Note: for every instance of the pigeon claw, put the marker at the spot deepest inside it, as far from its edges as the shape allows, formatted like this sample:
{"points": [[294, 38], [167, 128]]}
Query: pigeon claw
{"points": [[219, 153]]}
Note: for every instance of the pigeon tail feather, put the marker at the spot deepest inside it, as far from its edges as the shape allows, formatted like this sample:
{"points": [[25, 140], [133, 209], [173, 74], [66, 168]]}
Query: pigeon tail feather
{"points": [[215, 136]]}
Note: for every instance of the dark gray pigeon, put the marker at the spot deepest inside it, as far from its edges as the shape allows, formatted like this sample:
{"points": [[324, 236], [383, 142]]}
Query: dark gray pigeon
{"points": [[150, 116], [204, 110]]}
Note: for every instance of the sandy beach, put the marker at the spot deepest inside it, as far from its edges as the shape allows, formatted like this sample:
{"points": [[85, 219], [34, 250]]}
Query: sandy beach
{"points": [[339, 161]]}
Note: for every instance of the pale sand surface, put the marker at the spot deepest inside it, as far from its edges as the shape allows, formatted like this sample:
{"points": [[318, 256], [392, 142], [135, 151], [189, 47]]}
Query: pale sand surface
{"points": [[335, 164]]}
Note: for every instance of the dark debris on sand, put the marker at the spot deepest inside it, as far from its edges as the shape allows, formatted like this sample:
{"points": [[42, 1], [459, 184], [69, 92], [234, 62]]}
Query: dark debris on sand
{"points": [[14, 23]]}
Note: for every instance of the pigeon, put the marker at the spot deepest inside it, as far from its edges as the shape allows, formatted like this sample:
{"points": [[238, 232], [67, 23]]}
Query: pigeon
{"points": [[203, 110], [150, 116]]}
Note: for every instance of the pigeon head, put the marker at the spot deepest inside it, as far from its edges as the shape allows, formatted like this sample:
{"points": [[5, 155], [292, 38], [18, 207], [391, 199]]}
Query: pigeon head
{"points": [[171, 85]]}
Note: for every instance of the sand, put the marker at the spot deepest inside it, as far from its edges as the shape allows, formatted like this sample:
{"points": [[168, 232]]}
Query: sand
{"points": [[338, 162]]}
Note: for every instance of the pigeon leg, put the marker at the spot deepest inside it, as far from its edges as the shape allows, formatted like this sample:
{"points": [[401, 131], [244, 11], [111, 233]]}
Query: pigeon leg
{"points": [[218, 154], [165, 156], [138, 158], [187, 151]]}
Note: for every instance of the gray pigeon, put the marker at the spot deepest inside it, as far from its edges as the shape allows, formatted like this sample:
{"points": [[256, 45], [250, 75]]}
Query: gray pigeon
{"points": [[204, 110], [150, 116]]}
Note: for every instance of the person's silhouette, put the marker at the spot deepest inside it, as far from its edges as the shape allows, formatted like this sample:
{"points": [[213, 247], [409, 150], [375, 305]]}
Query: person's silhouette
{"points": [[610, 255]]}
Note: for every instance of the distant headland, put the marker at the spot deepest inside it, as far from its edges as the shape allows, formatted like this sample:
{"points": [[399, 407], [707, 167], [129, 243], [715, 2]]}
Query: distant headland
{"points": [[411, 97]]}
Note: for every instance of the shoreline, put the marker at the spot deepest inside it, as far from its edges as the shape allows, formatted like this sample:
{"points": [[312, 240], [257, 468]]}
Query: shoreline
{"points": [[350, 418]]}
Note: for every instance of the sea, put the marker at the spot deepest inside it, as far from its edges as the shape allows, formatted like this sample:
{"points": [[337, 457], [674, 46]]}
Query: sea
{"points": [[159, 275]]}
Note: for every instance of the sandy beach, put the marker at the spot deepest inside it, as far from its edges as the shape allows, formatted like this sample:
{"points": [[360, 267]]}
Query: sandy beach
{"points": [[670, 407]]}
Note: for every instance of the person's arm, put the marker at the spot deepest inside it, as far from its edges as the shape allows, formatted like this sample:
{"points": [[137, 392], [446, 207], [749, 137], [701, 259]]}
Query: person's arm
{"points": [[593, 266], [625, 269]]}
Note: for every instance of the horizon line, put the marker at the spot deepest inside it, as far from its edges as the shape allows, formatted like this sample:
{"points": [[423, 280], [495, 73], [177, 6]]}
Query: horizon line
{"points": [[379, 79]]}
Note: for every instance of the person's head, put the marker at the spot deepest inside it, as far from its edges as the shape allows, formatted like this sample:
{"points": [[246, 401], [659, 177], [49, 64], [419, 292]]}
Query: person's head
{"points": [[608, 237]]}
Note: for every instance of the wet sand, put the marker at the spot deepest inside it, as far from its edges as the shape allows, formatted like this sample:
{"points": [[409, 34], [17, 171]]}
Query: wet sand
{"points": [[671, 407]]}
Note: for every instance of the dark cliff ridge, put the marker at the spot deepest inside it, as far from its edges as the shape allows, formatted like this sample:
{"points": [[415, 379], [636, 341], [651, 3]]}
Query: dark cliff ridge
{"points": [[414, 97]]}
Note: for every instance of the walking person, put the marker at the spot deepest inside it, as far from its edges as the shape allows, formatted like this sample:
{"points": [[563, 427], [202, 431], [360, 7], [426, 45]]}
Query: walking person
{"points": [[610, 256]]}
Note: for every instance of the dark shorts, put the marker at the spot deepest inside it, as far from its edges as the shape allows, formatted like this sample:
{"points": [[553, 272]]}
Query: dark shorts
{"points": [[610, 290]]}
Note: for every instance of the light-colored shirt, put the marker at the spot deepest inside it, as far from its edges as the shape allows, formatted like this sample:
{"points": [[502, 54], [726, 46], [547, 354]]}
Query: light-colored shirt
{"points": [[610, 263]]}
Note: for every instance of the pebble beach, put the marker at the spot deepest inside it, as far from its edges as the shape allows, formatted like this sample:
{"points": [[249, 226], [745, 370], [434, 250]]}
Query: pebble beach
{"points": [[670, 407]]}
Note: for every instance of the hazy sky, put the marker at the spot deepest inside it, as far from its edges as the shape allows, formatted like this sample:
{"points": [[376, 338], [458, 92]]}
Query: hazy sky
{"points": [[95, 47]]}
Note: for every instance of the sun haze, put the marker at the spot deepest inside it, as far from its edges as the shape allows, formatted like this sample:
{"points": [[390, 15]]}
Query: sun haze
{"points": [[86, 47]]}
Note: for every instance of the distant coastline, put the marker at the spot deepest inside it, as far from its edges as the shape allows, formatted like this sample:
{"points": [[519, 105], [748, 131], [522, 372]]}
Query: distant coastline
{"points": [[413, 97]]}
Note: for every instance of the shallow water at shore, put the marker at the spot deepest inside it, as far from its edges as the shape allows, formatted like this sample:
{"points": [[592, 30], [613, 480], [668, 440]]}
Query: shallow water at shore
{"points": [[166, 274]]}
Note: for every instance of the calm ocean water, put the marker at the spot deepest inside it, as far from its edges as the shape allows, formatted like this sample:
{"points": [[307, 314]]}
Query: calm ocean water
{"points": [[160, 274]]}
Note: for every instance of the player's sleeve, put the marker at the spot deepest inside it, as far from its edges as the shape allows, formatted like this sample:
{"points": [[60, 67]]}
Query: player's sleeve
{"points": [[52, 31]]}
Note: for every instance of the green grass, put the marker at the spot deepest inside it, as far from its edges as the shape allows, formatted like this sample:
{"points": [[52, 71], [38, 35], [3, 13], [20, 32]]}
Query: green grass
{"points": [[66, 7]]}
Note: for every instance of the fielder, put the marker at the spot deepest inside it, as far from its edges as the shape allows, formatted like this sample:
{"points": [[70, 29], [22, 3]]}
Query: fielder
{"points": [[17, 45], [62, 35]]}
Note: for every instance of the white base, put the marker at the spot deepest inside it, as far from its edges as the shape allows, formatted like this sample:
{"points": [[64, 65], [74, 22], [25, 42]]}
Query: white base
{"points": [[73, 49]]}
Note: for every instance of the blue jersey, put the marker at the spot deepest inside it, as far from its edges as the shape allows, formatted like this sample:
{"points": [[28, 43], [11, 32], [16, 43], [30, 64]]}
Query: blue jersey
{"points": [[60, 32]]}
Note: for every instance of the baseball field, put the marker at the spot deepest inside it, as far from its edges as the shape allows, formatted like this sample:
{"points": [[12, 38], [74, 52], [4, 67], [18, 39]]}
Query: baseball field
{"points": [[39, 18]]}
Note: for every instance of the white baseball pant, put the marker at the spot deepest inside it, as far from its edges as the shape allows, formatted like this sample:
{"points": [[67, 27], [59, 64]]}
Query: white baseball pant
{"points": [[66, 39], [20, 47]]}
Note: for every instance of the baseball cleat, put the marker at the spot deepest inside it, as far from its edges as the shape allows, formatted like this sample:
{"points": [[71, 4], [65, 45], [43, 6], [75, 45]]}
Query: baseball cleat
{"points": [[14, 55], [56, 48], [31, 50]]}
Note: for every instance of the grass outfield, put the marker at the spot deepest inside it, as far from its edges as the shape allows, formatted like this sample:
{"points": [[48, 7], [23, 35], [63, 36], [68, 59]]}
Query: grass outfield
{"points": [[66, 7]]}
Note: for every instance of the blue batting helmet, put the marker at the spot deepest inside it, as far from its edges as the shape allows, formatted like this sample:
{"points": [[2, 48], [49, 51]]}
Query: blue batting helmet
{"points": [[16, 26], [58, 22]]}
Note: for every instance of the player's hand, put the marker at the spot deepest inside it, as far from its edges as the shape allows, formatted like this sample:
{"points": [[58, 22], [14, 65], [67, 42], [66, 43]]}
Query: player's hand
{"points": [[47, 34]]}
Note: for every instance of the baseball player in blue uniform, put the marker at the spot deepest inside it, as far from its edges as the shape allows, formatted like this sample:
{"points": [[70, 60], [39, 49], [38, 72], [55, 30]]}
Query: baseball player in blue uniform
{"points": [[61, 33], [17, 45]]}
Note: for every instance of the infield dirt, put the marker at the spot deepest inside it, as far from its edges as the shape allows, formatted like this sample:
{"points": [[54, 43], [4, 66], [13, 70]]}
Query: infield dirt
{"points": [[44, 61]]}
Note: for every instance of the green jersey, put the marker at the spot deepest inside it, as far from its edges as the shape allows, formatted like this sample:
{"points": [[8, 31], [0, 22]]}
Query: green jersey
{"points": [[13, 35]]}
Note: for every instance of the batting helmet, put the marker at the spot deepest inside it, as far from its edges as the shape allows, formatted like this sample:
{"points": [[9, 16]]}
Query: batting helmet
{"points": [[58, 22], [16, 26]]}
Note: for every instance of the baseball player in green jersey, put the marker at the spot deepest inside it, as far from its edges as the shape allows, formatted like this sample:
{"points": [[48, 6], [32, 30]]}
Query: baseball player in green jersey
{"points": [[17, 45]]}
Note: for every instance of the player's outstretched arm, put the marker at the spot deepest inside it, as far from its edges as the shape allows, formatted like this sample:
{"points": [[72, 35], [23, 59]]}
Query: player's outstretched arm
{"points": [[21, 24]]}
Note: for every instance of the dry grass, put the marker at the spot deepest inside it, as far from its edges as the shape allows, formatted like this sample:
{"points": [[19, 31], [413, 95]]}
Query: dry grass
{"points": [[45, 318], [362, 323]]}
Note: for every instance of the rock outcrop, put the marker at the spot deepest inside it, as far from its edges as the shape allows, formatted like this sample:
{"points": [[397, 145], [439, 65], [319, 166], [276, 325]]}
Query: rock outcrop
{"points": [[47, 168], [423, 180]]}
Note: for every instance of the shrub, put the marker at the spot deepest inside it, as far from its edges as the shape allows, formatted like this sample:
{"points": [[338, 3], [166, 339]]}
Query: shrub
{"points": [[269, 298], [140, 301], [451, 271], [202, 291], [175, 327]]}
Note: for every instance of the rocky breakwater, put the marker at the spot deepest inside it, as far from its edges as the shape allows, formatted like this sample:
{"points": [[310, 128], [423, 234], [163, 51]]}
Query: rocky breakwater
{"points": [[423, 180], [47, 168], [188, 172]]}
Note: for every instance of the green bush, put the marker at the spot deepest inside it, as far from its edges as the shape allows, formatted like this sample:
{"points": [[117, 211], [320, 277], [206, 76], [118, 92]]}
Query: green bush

§ **What needs to be done**: After identifying the lines above that contain "bush", copy each one.

§ **Result**:
Note: for every instance of the green bush, put the marker at the spot deepest inside it, as far from its edges as the shape allows, formatted like this sample:
Query: green bush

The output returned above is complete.